● **What the task asks**
Transcribe the entries exactly. Omit the pictures.

● **Images for object localization**

>>>>

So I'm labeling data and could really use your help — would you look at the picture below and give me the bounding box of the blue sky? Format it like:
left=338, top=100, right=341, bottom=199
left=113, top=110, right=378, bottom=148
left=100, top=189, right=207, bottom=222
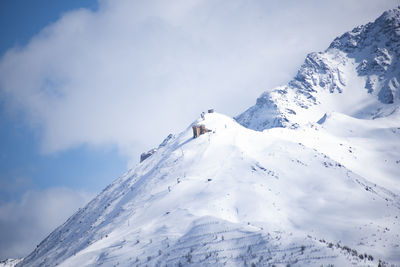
left=0, top=0, right=398, bottom=260
left=0, top=109, right=126, bottom=201
left=0, top=0, right=127, bottom=259
left=0, top=0, right=126, bottom=202
left=0, top=0, right=97, bottom=52
left=0, top=0, right=126, bottom=203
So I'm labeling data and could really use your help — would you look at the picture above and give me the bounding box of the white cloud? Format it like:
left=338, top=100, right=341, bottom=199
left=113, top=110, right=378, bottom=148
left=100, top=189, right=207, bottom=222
left=0, top=187, right=93, bottom=260
left=0, top=0, right=397, bottom=162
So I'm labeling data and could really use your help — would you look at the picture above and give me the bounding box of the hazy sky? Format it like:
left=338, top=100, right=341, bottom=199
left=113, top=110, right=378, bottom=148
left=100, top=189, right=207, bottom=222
left=0, top=0, right=398, bottom=260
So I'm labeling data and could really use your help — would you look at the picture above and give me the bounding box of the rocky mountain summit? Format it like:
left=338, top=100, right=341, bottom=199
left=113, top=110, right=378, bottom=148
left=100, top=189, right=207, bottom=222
left=236, top=7, right=400, bottom=130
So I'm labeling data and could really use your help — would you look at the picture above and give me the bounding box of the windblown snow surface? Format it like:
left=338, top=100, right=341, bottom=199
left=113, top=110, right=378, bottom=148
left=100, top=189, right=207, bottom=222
left=6, top=7, right=400, bottom=267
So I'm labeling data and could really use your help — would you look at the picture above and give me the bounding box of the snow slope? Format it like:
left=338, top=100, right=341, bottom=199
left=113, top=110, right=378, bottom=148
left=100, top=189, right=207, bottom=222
left=0, top=259, right=22, bottom=267
left=15, top=112, right=400, bottom=266
left=10, top=7, right=400, bottom=267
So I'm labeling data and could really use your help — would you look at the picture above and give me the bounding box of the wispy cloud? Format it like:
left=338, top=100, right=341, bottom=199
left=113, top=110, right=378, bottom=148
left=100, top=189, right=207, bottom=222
left=0, top=187, right=93, bottom=260
left=0, top=0, right=397, bottom=162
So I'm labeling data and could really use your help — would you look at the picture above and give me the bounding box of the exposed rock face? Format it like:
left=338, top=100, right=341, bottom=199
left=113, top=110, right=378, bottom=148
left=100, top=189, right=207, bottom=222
left=236, top=7, right=400, bottom=130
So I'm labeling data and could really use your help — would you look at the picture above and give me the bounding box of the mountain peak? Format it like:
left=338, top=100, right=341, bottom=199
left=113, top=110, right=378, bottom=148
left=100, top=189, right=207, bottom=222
left=329, top=7, right=400, bottom=53
left=16, top=105, right=400, bottom=266
left=378, top=6, right=400, bottom=25
left=237, top=7, right=400, bottom=131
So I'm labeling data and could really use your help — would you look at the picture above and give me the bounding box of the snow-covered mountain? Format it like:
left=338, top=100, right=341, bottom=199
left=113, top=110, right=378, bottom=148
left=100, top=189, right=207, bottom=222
left=7, top=7, right=400, bottom=267
left=236, top=7, right=400, bottom=130
left=13, top=112, right=400, bottom=266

<<<<

● **Expected output**
So I'm labeling data and could really use your help — would you look at the picture below and give me the bounding box of the blue sky? Format it like:
left=338, top=100, right=341, bottom=199
left=113, top=110, right=378, bottom=148
left=100, top=189, right=207, bottom=222
left=0, top=0, right=398, bottom=260
left=0, top=109, right=126, bottom=201
left=0, top=0, right=127, bottom=259
left=0, top=0, right=126, bottom=202
left=0, top=0, right=97, bottom=52
left=0, top=0, right=126, bottom=203
So I'm labeling data and could really use your help — would you look at the picture above and give me the bounding box of the white cloud? Format it like:
left=338, top=100, right=341, bottom=199
left=113, top=110, right=378, bottom=148
left=100, top=189, right=207, bottom=222
left=0, top=187, right=93, bottom=260
left=0, top=0, right=397, bottom=162
So I'm labeling data and could really use your help — would you look at the picture above and give me the bounding box of the hazy sky? Format it like:
left=338, top=100, right=341, bottom=199
left=113, top=110, right=378, bottom=148
left=100, top=189, right=207, bottom=222
left=0, top=0, right=398, bottom=260
So I'm labeling data and could really use your help — would you look at the picture above and give me the bounding box of the rocky mountain summit? Format it like:
left=338, top=100, right=341, bottom=199
left=113, top=110, right=378, bottom=148
left=100, top=189, right=207, bottom=222
left=236, top=7, right=400, bottom=130
So I'm labeling data and could really use your help — would you look at the picture above and give me the bounding box of the windblown snow surface? Format it like:
left=338, top=100, right=341, bottom=199
left=113, top=110, right=378, bottom=148
left=100, top=189, right=207, bottom=222
left=6, top=7, right=400, bottom=267
So I'm labeling data and could really use your help — would you look at the picture above and give me the bounding box of the snow slope? Format it like:
left=338, top=100, right=341, bottom=199
left=113, top=110, right=378, bottom=148
left=100, top=189, right=207, bottom=222
left=0, top=259, right=22, bottom=267
left=15, top=112, right=400, bottom=266
left=10, top=7, right=400, bottom=267
So I'm labeling data and could really use your help — would you look at the picture above and give me the bounding box of the wispy cloud? Format it like:
left=338, top=100, right=341, bottom=199
left=113, top=110, right=378, bottom=148
left=100, top=189, right=207, bottom=222
left=0, top=187, right=93, bottom=260
left=0, top=0, right=397, bottom=162
So I'm labeling data and could really use your help — would you look at the picture above and give me the bounding box of the exposed rock face? Format it like:
left=338, top=100, right=341, bottom=199
left=113, top=110, right=378, bottom=148
left=100, top=189, right=207, bottom=222
left=236, top=7, right=400, bottom=130
So I'm labeling data and could really use your help — would you look at the picture above and give me the bounding box of the mountain peak? Format it like:
left=338, top=100, right=341, bottom=199
left=113, top=110, right=378, bottom=148
left=100, top=189, right=207, bottom=222
left=329, top=7, right=400, bottom=53
left=16, top=105, right=400, bottom=266
left=378, top=6, right=400, bottom=25
left=237, top=7, right=400, bottom=131
So I'm labeling data and could really use your help — would you look at the picture above and give me the bounding box of the snow-covered mountain? Format it like:
left=338, top=100, right=341, bottom=199
left=113, top=110, right=378, bottom=148
left=100, top=189, right=207, bottom=222
left=7, top=7, right=400, bottom=267
left=236, top=7, right=400, bottom=130
left=13, top=112, right=400, bottom=266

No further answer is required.